• **Exercise instructions**: Please count the lines in the items below that contain the word "post", and give only that number.

• **Available data**:
------------------------------
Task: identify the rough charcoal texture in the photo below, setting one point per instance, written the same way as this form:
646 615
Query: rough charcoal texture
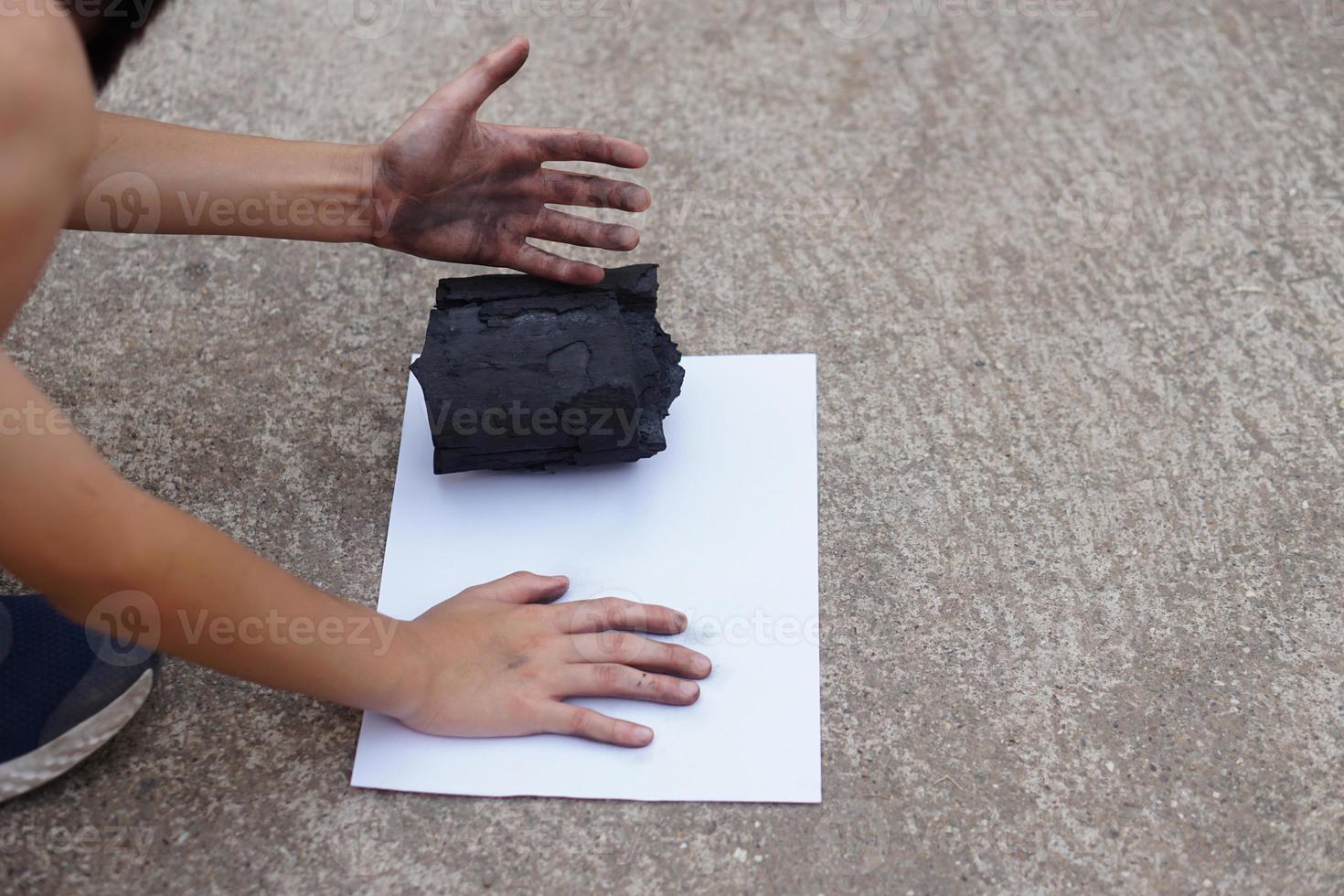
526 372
------------------------------
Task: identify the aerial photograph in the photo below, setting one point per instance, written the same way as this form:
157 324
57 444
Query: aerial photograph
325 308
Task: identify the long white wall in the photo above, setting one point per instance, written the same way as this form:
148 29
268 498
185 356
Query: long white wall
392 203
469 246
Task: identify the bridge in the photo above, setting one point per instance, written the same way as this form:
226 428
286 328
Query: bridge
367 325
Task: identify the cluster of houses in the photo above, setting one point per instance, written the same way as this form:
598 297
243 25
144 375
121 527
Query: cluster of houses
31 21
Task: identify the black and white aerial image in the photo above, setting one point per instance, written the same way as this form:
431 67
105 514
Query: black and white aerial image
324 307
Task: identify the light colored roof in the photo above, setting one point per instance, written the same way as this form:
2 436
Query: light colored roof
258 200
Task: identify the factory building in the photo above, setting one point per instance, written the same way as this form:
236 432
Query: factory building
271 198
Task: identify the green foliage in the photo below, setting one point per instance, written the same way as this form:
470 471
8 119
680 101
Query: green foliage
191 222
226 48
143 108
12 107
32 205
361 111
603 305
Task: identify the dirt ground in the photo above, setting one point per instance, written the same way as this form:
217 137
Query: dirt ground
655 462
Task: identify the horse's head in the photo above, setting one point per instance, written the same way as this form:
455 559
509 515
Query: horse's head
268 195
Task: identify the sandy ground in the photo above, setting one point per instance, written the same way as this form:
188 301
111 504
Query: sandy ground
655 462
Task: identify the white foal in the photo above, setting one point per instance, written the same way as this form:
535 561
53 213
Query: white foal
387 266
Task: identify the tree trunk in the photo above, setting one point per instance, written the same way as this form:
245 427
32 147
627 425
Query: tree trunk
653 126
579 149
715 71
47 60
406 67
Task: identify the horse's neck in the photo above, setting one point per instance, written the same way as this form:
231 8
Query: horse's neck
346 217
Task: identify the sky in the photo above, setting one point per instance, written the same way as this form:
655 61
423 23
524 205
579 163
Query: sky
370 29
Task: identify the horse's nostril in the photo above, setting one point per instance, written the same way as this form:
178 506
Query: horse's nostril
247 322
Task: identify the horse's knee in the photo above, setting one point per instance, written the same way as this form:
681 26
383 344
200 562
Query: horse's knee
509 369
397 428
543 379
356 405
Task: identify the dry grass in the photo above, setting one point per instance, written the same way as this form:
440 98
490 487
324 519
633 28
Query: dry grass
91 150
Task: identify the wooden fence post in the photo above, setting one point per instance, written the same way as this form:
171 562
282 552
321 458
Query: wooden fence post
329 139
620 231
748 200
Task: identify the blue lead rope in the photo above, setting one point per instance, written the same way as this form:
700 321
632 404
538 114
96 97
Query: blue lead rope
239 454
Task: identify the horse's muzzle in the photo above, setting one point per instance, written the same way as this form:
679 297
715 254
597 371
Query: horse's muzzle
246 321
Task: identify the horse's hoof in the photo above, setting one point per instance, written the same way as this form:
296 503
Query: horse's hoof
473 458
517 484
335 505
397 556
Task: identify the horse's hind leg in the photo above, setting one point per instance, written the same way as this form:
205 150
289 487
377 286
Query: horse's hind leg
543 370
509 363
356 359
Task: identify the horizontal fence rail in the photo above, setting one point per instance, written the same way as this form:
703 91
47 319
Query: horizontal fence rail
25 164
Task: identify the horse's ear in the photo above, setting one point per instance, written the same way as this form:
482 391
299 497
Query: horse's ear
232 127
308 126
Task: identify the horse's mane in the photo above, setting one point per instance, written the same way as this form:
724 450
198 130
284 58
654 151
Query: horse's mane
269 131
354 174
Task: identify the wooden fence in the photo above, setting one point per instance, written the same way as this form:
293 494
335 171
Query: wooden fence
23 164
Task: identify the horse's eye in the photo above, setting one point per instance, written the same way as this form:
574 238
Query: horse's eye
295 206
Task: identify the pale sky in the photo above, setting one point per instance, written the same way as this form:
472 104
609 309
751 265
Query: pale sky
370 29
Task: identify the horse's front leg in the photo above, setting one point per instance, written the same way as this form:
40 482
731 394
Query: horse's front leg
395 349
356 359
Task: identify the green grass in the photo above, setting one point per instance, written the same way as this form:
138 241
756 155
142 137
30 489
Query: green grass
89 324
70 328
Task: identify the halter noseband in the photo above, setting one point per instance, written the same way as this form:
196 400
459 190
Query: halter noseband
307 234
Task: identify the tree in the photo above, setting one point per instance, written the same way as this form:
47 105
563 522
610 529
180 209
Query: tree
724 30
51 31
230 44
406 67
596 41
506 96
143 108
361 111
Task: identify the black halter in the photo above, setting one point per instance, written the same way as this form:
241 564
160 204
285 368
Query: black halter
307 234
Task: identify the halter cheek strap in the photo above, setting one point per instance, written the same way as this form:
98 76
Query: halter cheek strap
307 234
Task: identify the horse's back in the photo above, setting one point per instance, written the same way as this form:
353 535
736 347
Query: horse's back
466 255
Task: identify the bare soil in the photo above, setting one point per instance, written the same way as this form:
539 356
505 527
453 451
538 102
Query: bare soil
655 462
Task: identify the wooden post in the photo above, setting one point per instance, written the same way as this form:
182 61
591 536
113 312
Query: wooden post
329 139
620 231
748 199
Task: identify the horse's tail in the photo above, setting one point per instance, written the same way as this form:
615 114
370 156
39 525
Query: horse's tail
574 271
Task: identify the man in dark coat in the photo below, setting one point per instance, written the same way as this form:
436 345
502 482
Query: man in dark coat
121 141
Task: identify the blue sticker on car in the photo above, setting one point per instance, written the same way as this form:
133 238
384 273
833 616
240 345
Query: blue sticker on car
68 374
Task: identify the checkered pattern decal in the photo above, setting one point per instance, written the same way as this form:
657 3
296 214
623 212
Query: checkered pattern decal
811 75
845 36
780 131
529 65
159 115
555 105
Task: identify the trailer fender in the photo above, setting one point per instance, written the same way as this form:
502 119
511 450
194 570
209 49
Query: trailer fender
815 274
------------------------------
• **Result**: 4